[Records contained in a dataset]
==================================================

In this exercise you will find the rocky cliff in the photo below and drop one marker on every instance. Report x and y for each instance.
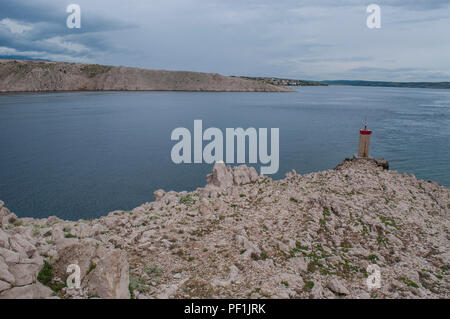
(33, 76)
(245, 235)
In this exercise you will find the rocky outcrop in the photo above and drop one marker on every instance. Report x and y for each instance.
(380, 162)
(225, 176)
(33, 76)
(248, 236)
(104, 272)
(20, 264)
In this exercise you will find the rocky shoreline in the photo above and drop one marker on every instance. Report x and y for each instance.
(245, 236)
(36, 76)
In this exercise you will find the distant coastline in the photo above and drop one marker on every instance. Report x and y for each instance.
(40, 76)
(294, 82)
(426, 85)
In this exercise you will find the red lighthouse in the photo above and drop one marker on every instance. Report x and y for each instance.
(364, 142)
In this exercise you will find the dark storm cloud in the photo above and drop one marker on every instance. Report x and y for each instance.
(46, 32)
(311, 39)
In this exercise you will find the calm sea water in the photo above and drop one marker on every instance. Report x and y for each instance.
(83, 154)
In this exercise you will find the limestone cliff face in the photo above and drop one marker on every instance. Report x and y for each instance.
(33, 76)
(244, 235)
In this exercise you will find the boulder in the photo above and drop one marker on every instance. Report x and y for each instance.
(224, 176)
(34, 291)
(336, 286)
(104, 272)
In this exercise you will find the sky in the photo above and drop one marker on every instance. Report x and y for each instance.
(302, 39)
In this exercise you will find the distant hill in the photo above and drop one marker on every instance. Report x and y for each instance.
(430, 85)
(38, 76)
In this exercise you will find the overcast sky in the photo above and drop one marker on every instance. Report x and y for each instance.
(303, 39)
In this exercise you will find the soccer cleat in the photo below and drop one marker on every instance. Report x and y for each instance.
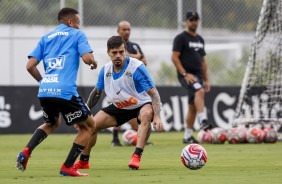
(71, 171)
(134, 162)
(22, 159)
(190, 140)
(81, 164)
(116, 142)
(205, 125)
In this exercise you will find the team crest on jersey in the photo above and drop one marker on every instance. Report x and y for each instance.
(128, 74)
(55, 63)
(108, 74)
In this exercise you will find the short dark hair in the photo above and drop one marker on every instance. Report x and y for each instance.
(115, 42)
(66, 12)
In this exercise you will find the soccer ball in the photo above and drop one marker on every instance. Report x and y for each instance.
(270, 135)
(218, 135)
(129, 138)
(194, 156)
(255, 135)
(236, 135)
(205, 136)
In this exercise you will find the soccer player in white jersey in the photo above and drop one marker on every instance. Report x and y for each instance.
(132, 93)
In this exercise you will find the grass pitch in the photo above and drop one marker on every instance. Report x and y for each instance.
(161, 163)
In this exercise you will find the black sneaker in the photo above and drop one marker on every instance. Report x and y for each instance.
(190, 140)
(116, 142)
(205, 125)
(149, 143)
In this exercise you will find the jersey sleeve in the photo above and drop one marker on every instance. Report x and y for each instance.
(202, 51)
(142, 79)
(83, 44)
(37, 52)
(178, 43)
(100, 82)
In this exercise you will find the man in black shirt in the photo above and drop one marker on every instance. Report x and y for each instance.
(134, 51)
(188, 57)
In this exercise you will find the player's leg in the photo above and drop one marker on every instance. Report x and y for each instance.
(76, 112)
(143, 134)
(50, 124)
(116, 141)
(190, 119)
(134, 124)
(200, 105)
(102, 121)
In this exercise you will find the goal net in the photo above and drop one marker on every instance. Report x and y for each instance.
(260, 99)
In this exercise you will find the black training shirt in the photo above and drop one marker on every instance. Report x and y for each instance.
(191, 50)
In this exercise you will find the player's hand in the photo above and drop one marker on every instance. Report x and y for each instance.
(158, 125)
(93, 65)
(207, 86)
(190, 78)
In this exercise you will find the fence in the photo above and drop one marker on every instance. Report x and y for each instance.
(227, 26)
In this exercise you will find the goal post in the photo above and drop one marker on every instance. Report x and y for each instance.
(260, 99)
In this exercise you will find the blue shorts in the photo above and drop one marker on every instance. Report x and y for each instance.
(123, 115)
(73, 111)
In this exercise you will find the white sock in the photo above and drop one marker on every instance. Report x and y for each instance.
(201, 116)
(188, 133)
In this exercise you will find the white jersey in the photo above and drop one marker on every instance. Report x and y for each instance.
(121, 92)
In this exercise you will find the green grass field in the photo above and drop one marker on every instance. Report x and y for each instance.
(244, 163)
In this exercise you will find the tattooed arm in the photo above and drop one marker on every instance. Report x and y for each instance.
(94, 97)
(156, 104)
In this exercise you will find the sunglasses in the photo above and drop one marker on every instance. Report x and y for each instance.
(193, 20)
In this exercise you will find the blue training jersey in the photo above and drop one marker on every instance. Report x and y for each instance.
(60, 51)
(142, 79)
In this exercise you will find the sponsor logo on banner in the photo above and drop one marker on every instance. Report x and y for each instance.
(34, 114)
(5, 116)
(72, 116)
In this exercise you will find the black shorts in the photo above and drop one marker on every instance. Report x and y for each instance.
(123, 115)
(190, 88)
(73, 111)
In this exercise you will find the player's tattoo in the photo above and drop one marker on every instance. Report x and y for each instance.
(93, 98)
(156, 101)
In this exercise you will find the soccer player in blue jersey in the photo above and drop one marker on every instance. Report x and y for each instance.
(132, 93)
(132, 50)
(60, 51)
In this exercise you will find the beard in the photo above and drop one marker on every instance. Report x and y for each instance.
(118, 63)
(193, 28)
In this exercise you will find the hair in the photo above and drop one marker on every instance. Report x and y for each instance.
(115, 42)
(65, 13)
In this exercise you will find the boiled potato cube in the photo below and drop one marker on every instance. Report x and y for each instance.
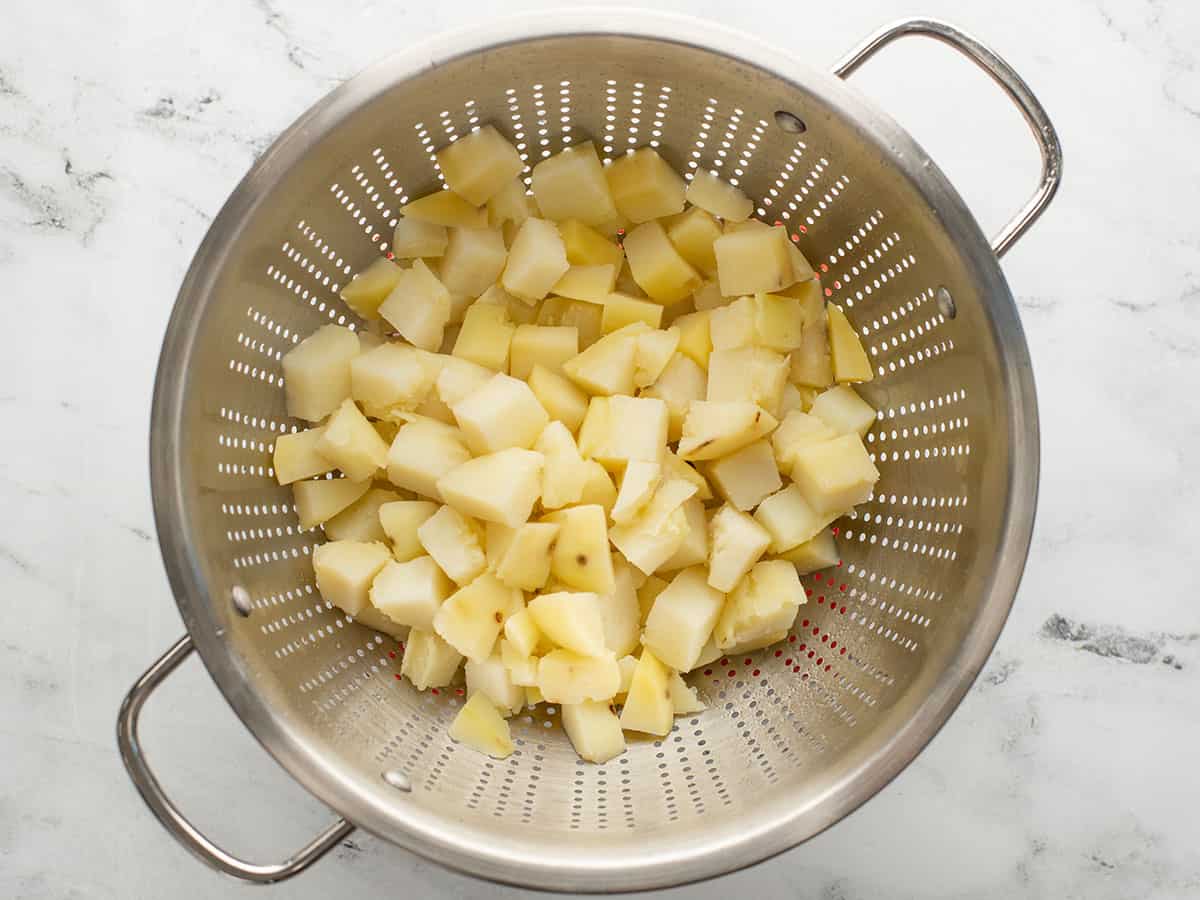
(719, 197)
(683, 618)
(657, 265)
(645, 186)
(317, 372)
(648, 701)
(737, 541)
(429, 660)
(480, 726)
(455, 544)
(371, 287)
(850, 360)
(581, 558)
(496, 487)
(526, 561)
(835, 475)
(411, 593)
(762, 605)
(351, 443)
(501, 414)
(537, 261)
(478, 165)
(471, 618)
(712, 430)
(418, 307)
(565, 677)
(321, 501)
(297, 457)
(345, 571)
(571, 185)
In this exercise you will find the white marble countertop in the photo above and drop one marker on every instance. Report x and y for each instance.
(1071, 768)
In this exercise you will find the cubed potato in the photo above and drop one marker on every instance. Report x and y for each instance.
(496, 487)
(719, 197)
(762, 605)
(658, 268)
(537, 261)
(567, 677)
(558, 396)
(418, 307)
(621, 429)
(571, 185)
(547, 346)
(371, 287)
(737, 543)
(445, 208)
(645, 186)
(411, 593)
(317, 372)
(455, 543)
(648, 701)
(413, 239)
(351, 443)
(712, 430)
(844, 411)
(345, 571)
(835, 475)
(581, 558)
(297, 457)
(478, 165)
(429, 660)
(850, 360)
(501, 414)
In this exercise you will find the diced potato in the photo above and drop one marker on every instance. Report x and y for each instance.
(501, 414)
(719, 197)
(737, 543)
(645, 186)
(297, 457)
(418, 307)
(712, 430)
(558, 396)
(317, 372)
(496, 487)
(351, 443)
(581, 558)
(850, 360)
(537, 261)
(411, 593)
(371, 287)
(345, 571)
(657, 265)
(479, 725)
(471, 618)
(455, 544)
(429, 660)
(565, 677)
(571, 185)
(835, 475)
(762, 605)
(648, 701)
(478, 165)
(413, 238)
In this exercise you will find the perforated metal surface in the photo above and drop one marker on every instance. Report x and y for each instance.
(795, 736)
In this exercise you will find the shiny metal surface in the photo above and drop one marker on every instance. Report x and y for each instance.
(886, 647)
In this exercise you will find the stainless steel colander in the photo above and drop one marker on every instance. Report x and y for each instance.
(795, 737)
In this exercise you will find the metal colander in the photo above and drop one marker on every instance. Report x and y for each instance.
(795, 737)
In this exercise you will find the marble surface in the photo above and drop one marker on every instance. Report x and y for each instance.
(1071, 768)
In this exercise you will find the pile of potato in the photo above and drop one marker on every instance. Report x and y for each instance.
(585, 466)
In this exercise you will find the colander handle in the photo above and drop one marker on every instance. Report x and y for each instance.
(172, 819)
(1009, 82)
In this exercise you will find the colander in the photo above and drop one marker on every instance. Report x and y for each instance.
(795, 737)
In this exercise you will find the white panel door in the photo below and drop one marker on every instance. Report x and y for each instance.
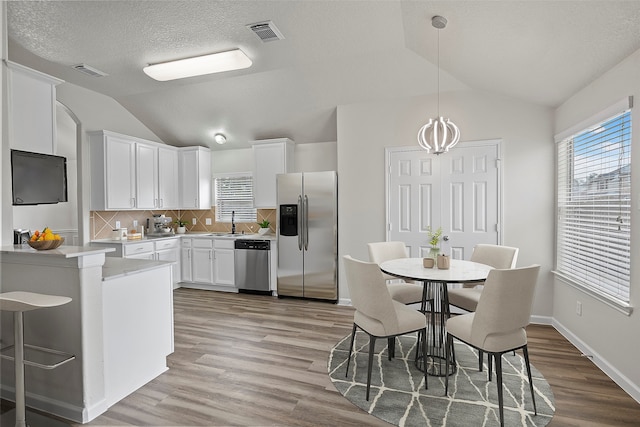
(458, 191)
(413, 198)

==================================================

§ **PROBLEM**: Please switch "marker" to "pin" in the items, starting with the line that contains "In this exercise you will find the marble" and going on through the end of the items, and give those lines again with nothing else changed. Leave the pictures out of your answer.

§ **FINAL RESULT**:
In this exercise you will find the marble surface in the photo above and drop one pin on every instance. Report x and y for each instance.
(1071, 768)
In this exercise you will find the pile of potato in the photo above and drop one pin on every instance. Report x and y for each instance.
(585, 466)
In this exercise you will find the colander handle in the photo above and drop one pin on every instance. Report x and y for each instance.
(172, 819)
(1009, 82)
In this exercise you will find the colander in the photo above and drop one pin on every instance. Report x and y for each instance.
(795, 737)
In this exercise you will find the white panel door in the photo below and drop one pin on every instance. Report x and y for each instance.
(458, 191)
(413, 198)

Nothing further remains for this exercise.